# micro power switch with variable resistance



## mailint

I'm searching for a micro power switch with variable resistance (from 0 to infinite).
Does anyone know where I can find one?


----------



## georges80

mailint said:


> I'm searching for a micro power switch with variable resistance (from 0 to infinite).
> Does anyone know where I can find one?



What current do you plan to run through it?
What voltage do you plan to run through it?
What size?
What lifetime (number of cycles)?

You appear to be after a linear potentiometer. What you are after (micro size) VERY likely does not exist.

cheers,
george.


----------



## mailint

Thanks georges80 for your help!

> What current do you plan to run through it?
less than 5A

> What voltage do you plan to run through it?
3-4V

> What size?
the smallest

> What lifetime (number of cycles)?
? number of cycles? does it really works with limited number of cycles?

> You appear to be after a linear potentiometer.

Thanks for the name!

> What you are after (micro size) VERY likely does not exist.

Ah. Isn't it a common need for flashlights? 
I need it to donate variable intensity to my custom cell.phone/flashlight hybrid: https://www.candlepowerforums.com/posts/2210021


----------



## AilSnail

check out force sensors. very small, but no current capability. to be used for controlling a converter. digikey has some, lusense is another brand.


----------



## mailint

AilSnail said:


> check out force sensors. very small, but no current capability. to be used for controlling a converter. digikey has some, lusense is another brand.

* * *

### Task 1
Repeat word for word the part of the micro power switch thread between "the smallest" and "for the name!", inclusive.
### Task 2
Carry on the forum thread about finding a micro power switch with variable resistance, starting after its final line.

* * *

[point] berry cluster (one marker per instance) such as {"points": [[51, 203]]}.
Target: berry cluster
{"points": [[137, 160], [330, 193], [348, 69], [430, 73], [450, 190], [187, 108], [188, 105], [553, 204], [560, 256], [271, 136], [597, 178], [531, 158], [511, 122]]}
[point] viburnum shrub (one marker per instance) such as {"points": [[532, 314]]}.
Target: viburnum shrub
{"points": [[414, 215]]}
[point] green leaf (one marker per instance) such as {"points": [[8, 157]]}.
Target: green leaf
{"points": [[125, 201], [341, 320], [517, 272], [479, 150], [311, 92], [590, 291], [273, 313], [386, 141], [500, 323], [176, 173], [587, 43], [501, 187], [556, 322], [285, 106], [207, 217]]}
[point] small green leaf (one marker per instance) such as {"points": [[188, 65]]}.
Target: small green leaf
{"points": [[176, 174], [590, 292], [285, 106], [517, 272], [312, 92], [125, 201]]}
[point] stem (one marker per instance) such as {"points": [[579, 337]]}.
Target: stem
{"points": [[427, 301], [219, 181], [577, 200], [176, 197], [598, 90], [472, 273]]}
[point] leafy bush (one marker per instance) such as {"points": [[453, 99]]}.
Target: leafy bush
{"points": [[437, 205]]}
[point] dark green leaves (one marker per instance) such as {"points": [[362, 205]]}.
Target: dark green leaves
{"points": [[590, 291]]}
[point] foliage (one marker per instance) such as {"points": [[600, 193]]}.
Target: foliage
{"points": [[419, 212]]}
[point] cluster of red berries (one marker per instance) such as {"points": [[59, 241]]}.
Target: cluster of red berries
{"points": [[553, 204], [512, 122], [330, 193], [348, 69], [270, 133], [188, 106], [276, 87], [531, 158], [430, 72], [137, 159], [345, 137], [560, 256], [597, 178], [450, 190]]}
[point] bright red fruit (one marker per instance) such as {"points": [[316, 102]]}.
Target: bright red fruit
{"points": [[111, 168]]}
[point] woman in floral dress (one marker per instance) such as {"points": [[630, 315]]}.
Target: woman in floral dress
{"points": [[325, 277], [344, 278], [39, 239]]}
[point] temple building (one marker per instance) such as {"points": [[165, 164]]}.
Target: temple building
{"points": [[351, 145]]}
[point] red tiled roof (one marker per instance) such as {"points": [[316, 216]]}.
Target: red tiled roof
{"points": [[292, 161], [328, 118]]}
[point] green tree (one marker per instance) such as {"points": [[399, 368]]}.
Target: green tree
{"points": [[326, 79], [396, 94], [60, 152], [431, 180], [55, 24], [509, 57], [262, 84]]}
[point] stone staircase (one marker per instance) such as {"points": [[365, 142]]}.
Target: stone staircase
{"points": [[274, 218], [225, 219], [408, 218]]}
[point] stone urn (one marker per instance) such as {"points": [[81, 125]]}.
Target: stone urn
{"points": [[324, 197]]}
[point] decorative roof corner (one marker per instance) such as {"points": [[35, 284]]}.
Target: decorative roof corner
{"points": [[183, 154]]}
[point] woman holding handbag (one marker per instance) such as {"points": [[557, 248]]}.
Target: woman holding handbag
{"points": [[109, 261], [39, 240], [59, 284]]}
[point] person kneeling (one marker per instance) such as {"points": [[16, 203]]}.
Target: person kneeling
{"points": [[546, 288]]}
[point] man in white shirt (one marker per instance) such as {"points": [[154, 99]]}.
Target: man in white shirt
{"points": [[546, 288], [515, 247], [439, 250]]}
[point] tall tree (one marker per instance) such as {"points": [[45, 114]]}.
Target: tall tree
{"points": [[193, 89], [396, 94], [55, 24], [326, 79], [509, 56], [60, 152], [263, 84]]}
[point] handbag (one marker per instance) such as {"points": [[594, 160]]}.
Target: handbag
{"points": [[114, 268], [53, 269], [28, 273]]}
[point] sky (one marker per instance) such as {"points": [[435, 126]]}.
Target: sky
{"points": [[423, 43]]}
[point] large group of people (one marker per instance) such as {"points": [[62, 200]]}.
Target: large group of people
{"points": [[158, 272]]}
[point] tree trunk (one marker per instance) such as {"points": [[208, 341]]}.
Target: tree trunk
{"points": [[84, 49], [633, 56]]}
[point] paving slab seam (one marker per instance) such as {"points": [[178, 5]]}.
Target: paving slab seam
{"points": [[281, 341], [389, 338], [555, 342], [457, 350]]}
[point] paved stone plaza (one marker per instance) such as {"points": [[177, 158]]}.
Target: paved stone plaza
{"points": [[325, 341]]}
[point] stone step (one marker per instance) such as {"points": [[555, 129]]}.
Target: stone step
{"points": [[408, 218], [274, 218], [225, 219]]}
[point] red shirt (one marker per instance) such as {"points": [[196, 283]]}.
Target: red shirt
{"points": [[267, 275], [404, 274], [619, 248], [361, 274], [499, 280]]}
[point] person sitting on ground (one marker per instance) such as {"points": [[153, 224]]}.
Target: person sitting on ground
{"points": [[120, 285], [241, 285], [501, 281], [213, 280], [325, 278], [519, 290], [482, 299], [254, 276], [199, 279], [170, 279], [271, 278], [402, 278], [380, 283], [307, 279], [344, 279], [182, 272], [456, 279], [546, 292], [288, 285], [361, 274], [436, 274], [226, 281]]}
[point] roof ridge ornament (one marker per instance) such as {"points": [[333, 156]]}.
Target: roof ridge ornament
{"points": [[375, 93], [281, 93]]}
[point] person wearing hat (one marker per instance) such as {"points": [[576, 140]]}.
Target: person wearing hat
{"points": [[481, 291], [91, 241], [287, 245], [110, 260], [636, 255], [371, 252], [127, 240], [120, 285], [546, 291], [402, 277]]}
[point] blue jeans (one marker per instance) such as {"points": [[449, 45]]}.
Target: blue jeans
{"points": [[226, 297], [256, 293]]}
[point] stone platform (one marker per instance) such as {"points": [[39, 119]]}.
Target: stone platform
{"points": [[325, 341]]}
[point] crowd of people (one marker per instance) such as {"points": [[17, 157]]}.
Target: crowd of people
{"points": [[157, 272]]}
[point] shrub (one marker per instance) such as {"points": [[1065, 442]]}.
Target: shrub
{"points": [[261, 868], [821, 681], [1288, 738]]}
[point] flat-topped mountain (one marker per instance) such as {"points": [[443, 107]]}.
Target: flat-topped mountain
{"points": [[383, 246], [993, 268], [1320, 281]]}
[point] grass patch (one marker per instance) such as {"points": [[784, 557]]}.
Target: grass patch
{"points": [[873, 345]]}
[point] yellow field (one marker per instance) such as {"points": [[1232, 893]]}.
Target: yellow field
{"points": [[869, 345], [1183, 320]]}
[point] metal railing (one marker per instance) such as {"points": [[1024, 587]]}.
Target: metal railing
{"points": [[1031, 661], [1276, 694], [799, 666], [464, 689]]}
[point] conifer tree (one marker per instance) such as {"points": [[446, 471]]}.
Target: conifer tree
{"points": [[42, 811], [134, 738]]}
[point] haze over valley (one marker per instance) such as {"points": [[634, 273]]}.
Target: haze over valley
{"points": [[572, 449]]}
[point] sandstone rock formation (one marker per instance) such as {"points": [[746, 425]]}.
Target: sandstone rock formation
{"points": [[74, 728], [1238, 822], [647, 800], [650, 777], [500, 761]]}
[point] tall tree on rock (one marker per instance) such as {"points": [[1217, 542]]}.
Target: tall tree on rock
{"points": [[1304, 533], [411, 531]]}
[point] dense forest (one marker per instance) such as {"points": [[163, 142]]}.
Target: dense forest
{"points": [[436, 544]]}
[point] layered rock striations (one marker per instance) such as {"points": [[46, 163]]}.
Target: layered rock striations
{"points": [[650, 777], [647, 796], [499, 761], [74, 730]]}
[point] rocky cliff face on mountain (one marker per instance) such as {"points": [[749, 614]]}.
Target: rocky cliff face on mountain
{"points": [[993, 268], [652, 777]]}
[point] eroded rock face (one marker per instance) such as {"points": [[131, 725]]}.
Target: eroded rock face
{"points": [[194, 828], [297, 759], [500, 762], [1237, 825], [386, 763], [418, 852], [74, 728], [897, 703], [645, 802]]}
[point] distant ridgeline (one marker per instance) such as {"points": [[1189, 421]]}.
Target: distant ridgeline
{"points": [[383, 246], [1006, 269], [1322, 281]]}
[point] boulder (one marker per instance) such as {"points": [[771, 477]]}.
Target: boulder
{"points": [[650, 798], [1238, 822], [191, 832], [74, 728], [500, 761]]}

* * *

### Result 1
the smallest

> What lifetime (number of cycles)?
? number of cycles? does it really works with limited number of cycles?

> You appear to be after a linear potentiometer.

Thanks for the name!

### Result 2
Hi AilSnail,
Can I ask you what do you mean with "no current capability"? can they be used for controlling the brightness intensity of LEDs?


----------



## georges80

mailint said:


> Hi AilSnail,
> Can I ask you what do you mean with "no current capability"? can they be used for controlling the brightness intensity of LEDs?



Very simple - you will NOT find a variable resistor that is linear in action or rotary that is both miniature AND able to carry any current more than a few mA.

That's why there's something called ELECTRONICS 

You use a sensor/switch etc and some electronics like big transistors or FETs to carry the current.

Variable intensity is done with electronics and uses things like PWM and/or variable current. There's a reason a driver like nFlex or bFlex or maxFlex are the size they are to provide variable brightness... If it was as easy as using a simple variable resistor...

Any YES, potentiometers have limited lifetimes as do switches. They are mechanical and will wear out and even faster with higher currents.

cheers,
george.


----------



## AilSnail

About current capability: What georges80 said - they will not stand the current directly and besides, the ones I know of has way too high resistance for that.

I don't know what is the size of nFlex or bFlex or maxFlex, but many standard IC converters, with only a very few and small external components, adjust voltage* by two, or even one resistor. In the place of that resistor you can put a force sensor, they can be really small, less than a mm thick.
So the cirquit can be made really small, I am putting one into an arc AAA now, and found that even with a thick copper sink and a huge inductor I had more space, so I am waiting for some tiny smd 0402/0603 battery indicator LEDs. It is a bit of a mechanical challenge though and I am not sure yet if it will work inside the light - but the test cirquit does.
I don't recall the cycle life but it wasn't horrible I think. The lusense ones had a few cm leads that I could not cut off since I was unable to connect reliably to the stumps. No problem with the ones digikey carries (solderable leads), but those are a bit more fragile. The black antistatic foam used when packing IC's also has the property of reducing resistance when compressed, but it has a sort of shape memory (won't expand fully after severely compressed) so I think it is not suitable.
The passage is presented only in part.